*** Block opens ***

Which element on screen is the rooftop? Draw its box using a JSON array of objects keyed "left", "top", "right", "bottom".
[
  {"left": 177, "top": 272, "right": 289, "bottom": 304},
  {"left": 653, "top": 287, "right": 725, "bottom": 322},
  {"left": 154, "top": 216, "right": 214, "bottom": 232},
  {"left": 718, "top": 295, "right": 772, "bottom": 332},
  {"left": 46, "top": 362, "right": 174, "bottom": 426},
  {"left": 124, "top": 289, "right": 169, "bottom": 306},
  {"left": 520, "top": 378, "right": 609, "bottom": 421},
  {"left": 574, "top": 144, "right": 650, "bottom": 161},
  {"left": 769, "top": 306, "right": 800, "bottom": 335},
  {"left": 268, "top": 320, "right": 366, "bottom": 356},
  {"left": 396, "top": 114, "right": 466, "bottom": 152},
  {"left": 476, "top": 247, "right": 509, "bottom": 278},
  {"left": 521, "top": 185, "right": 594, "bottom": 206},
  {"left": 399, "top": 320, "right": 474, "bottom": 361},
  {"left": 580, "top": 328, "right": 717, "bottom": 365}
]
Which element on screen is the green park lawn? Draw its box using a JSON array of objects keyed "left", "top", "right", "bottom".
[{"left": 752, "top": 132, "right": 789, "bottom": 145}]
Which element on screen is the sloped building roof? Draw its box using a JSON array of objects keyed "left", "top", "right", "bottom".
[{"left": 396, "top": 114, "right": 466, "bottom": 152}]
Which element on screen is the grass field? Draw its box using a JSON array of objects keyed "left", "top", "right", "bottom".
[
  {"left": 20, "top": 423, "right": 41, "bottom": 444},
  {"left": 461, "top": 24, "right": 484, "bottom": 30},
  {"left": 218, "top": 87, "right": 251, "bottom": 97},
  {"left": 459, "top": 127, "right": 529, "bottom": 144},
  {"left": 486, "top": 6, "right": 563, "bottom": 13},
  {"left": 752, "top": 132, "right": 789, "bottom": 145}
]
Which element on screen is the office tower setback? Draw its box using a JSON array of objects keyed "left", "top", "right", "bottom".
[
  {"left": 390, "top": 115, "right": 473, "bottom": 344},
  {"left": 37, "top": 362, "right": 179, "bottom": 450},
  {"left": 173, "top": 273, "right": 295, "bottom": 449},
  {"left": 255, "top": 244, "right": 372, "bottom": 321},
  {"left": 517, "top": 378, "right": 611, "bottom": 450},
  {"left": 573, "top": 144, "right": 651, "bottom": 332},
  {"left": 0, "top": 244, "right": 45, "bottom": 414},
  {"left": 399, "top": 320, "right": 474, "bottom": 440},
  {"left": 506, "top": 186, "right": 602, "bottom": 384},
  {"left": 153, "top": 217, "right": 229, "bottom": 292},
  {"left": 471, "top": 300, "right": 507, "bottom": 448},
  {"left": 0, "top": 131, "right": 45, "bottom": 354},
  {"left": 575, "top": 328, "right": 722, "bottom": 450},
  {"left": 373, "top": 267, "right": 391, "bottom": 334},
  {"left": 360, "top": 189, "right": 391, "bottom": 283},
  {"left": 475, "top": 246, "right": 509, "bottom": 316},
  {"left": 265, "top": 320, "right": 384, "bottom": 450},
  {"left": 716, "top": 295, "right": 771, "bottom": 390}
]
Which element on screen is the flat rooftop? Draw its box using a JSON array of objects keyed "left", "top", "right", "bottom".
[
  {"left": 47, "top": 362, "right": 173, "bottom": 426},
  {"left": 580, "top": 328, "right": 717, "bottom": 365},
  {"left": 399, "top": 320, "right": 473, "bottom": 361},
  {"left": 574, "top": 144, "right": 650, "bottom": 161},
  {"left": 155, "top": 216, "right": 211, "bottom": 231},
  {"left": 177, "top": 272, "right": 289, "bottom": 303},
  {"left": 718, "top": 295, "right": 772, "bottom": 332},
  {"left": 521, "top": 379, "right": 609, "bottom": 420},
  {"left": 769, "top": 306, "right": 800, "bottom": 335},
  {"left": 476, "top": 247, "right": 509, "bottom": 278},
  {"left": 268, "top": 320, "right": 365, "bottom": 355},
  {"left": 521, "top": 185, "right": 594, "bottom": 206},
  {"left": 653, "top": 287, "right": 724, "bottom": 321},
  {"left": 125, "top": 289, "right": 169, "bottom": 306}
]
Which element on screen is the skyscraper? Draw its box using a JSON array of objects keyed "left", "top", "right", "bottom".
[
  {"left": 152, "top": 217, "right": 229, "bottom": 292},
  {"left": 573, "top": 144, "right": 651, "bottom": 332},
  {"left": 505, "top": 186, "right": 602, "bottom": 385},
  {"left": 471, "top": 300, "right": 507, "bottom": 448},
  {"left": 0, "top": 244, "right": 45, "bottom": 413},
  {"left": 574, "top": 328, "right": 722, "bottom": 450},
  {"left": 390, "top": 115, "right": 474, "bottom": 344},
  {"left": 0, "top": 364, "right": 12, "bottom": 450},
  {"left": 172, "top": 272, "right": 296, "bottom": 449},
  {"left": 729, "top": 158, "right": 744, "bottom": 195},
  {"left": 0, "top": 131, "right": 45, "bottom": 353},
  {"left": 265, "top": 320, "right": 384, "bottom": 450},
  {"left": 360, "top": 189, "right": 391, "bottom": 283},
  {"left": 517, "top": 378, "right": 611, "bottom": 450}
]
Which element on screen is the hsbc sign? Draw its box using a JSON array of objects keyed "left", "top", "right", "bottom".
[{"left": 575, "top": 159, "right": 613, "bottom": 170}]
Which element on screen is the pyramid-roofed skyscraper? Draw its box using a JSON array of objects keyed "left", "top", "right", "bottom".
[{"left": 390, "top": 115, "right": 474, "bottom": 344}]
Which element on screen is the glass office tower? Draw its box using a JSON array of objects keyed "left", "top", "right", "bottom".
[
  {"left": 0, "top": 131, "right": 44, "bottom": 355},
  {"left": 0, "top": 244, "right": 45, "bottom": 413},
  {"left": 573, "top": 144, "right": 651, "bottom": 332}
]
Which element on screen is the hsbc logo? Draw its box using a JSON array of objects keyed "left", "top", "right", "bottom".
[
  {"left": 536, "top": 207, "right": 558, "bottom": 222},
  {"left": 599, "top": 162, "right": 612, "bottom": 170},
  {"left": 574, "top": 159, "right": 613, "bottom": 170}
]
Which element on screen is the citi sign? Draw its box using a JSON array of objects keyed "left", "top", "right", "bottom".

*** Block closes ***

= PROBLEM TO SOLVE =
Retype exactly, and only, the lines from the line holding "Which element on screen is the pyramid-roofed" through the last line of the data; both of those lines count.

= EXERCISE RESULT =
Which element on screen is the pyramid-roofed skyscraper? Draw its box using a JSON array of objects keyed "left", "top", "right", "bottom".
[{"left": 390, "top": 115, "right": 474, "bottom": 344}]
Which element on screen is the glass office tower? Draw its box using a JSON array of objects keyed "left", "top", "right", "bottom".
[
  {"left": 0, "top": 131, "right": 44, "bottom": 355},
  {"left": 0, "top": 244, "right": 45, "bottom": 413},
  {"left": 573, "top": 144, "right": 651, "bottom": 332}
]
Which element on screen is the hsbc logo? Draw its box using a JSON array of objects keyed "left", "top", "right", "bottom".
[
  {"left": 536, "top": 207, "right": 558, "bottom": 222},
  {"left": 599, "top": 162, "right": 612, "bottom": 170},
  {"left": 574, "top": 159, "right": 613, "bottom": 170}
]
Which element on screen is the citi sign? Draw its box using a JSON array of objects keyed "left", "top", "right", "bottom".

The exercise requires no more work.